**What is needed:** Retype the entire listing below line for line, without altering a single character.

[Stored items]
════

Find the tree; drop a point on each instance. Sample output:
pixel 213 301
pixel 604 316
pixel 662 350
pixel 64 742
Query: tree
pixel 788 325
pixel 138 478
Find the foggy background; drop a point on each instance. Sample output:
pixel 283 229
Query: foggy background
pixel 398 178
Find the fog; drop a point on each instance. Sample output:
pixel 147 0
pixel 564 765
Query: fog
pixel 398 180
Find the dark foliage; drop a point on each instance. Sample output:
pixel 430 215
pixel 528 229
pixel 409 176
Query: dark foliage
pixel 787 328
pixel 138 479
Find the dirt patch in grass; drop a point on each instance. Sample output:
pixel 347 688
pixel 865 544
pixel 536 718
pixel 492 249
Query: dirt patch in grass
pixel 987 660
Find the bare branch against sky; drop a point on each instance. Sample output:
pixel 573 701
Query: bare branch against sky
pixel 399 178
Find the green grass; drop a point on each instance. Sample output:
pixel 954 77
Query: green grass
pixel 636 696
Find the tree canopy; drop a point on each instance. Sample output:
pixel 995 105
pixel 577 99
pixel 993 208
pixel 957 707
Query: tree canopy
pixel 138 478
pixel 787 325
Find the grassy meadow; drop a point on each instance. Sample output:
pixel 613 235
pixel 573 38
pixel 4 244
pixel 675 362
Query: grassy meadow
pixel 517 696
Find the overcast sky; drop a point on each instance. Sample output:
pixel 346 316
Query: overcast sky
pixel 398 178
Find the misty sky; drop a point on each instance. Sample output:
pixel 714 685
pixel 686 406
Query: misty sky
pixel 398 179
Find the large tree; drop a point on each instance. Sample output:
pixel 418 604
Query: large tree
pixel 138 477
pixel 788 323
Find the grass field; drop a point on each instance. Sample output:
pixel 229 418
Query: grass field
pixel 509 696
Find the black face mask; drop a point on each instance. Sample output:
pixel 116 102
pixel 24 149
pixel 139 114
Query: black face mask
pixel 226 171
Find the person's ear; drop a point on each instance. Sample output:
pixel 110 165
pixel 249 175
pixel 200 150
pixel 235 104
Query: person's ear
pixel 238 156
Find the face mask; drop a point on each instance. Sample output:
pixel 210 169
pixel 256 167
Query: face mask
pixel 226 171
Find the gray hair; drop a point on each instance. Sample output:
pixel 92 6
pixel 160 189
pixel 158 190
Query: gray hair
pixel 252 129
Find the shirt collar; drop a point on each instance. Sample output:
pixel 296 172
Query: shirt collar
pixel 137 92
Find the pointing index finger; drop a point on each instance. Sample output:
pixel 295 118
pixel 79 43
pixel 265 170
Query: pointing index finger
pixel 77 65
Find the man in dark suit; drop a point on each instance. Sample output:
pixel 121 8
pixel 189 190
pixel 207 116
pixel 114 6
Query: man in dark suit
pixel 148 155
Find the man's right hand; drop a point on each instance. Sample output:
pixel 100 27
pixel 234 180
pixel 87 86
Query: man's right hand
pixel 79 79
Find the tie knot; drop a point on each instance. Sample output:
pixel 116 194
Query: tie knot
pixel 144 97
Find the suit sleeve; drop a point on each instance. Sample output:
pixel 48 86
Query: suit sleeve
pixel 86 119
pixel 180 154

════

**Answer below:**
Find the tree; drop a point on each instance. Sample output:
pixel 213 301
pixel 604 316
pixel 662 350
pixel 64 742
Query: tree
pixel 788 325
pixel 138 478
Find the foggy background; drop a point on each instance. Sample output:
pixel 283 229
Query: foggy background
pixel 398 178
Find the fog; drop a point on each instance. Sample output:
pixel 147 0
pixel 564 765
Query: fog
pixel 398 180
Find the dark foliage; drop a point on each instance. Sample output:
pixel 430 215
pixel 528 229
pixel 409 176
Query: dark foliage
pixel 787 328
pixel 138 479
Find the dirt patch in grass; drop a point on each instance. Sample output:
pixel 347 688
pixel 865 544
pixel 536 718
pixel 492 249
Query: dirt patch in grass
pixel 987 660
Find the bare branch against sky; drop a point on each instance. Sample output:
pixel 573 701
Query: bare branch against sky
pixel 399 178
Find the green grass; drop a point on each instance. Sample output:
pixel 954 77
Query: green grass
pixel 636 696
Find the tree canopy; drop a point on each instance. Sample output:
pixel 995 105
pixel 577 99
pixel 993 208
pixel 957 707
Query: tree canopy
pixel 138 478
pixel 787 325
Find the grassy meadow; drop a point on each instance. Sample output:
pixel 613 235
pixel 573 38
pixel 4 244
pixel 675 362
Query: grassy meadow
pixel 517 696
Find the overcast sky; drop a point on each instance. Sample output:
pixel 346 316
Query: overcast sky
pixel 398 178
Find the misty sky; drop a point on each instance. Sample output:
pixel 714 685
pixel 686 406
Query: misty sky
pixel 398 179
Find the large tree; drop a point on each instance. Sample output:
pixel 418 604
Query: large tree
pixel 138 477
pixel 788 323
Find the grass field; drop a point on each instance. Sample output:
pixel 229 418
Query: grass field
pixel 509 696
Find the black face mask; drop a point on each instance. Sample output:
pixel 116 102
pixel 24 149
pixel 139 114
Query: black face mask
pixel 226 171
Find the person's ear; drop a point on each instance. Sample output:
pixel 110 165
pixel 249 175
pixel 200 150
pixel 235 104
Query: person's ear
pixel 238 156
Find the face mask; drop a point on each instance. Sample output:
pixel 210 169
pixel 256 167
Query: face mask
pixel 226 171
Find the gray hair; drop a point on each instance. Sample output:
pixel 92 6
pixel 160 189
pixel 158 190
Query: gray hair
pixel 252 129
Find the shirt collar; drop a point on each instance. Sample output:
pixel 296 172
Query: shirt collar
pixel 137 92
Find the pointing index finger; drop a point on each instance. Sample output:
pixel 295 118
pixel 79 43
pixel 265 170
Query: pointing index finger
pixel 77 65
Find the man in dark suit; drop a point on each instance. Sample output:
pixel 121 8
pixel 189 190
pixel 207 116
pixel 114 6
Query: man in dark suit
pixel 148 155
Find the man's right hand; drop a point on each instance. Sample output:
pixel 100 27
pixel 234 180
pixel 87 86
Query: man's right hand
pixel 79 79
Find the tie knot; drop a point on each instance. Sample output:
pixel 116 194
Query: tie knot
pixel 144 97
Find the suit sleeve; drop a point on each instance. Sample output:
pixel 48 86
Query: suit sleeve
pixel 86 119
pixel 180 154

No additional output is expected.